HIDUP SEHAT:
kenapa tidak?
Dua nikmat yang sering dilupakan
oleh manusia adalah nikmat sehat dan waktu luang, sebagaimana hadist ini; ‘"Dari Ibn Abbas RA berkata : telah
bersabda Rasulullah SAW : "dua nikmat yang kebanyakan manusia sering lupa
dan lalai, yaitu nikmat sehat dan nikmat waktu lapang/luang." (riwayat
Bukhari). Kita belum merasakan nikmat yang begitu besar dari Allah
SWT dalam kehidupan ini berupa kesehatan, bila mana kita belum merasakan kehilangan
nikmat sehat tersebut. Kita sering lupa nikmat sehat ini, baru ingat begitu
berharganya nikmat sehat ini ketika kita jatuh sakit, apalagi sakit yang berat
sehingga merenggut kenikmatan yang biasa didapat. Kita ingat ketika masuk Rumah
Sakit atau harus istirahat total di rumah, dimana untuk sementara waktu atau
bahkan seterusnya tak bisa beraktivitas dan beribadah.
Dua asset atau modal yang begitu
berharga ini sering disia-siakan oleh kita bersama sebagai manusia modern seperti
sekarang ini, dimana di era digital yang serba praktis dan instan yang membuat
manusia juga mengharapkan kesehatan bisa didapat dengan mudah dan instan.

════════

■ **LANGKAH KERJA**:
A - Terjemahkan kalimat berikut dari teks tentang hidup sehat ke dalam bahasa Inggris: "Kita sering lupa nikmat sehat ini, baru ingat begitu berharganya nikmat sehat ini ketika kita jatuh sakit, apalagi sakit yang berat sehingga merenggut kenikmatan yang biasa didapat."
B - Lanjutkan teks tentang hidup sehat itu mulai dari sesudah kalimat terakhirnya.

════════

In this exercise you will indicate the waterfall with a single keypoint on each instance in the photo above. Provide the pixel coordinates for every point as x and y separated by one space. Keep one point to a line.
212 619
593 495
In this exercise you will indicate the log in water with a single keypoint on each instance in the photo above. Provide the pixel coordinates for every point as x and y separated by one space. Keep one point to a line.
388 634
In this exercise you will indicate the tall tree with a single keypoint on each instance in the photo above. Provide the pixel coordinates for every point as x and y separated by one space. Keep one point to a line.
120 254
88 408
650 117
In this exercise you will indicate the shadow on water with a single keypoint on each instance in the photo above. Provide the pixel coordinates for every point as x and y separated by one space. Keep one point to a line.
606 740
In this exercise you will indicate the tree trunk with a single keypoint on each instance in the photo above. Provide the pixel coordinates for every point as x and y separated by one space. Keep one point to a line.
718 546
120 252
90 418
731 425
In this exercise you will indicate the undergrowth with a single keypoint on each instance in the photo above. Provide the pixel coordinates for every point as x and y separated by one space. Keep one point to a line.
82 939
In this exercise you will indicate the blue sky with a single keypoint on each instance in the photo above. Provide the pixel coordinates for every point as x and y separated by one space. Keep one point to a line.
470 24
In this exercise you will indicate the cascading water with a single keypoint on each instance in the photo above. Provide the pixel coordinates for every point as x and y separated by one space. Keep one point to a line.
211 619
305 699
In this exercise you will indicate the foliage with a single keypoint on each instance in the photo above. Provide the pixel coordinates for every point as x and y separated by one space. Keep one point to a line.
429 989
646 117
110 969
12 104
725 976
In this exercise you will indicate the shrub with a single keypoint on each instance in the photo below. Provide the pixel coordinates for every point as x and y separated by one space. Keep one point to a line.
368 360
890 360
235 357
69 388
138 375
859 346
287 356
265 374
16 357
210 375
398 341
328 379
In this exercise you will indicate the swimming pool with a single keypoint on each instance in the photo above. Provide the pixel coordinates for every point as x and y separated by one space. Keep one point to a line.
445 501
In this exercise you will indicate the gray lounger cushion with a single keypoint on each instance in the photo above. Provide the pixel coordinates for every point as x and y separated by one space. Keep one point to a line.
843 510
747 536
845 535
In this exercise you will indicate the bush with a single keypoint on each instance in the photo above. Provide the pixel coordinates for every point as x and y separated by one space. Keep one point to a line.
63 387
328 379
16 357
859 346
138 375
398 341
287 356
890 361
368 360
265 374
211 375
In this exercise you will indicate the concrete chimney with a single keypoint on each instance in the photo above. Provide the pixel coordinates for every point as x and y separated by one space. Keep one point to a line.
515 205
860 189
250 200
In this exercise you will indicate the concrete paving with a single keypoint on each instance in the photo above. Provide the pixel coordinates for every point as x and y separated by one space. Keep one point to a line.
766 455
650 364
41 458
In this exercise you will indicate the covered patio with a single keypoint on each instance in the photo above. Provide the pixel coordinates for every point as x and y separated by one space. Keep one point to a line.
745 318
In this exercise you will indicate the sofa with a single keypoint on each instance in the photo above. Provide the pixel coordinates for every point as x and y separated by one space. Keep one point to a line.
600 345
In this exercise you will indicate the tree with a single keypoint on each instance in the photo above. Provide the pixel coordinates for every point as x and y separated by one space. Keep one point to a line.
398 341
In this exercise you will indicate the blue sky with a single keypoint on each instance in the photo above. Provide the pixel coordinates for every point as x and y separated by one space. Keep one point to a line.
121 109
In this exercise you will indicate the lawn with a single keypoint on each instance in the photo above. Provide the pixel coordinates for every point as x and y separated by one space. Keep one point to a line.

════════

■ **HASIL LATIHAN**:
A - We often forget this blessing of health, and we only remember how precious this blessing of health is when we fall ill, especially with a serious illness that robs us of the enjoyments we usually have.

B -
Seakan-akan kesehatan itu ‘given dari Allah’ tanpa ada usaha dari manusia.
Wajarlah bila manusia kemudian mengabaikan nikmat sehat ini.
Hidup sehat yang berkelimpahan
itu harus direncanakan dan diusahakan/diperjuangkan, sehingga setiap kita harus
menyadari betul apa makna dan manfaat hidup sehat. Seperti ungkapan ini,’ To
create health, you need a new kind of knowledge, based on a deeper concept of
life (Deepak Chopra).
Ungkapan tersebut sangat dalam,
bila kita ingin mendapatkan kehidupan yang sehat maka tidak sekedar kita harus
mengetahui tentang kesehatan yang benar, namun juga harus faham benar tentang
konsep kehidupan ini, kenapa Allah menciptakan manusia di muka bumi ini dan
untuk apa kita diciptakan?. (QS: 51:56)
MIND-SET HIDUP SEHAT
Kita bersama sudah menyadari
tentang apa dan mengapa kita diciptakan Allah SWT dimuka bumi ini, maka kita
juga akan menyadari betapa pentingnya ‘ healthy life style’. Hidup sehat harus
sudah ter-internalisasi dalam kehidupan sehari-hari. Tidak lagi hanya menjadi
slogan dan tema kampanye dalam setiap pemilu ataupun hanya dalam
sebuah kebijakan pemerintah, akan tetapi kosong dengan ruh dan maknanya.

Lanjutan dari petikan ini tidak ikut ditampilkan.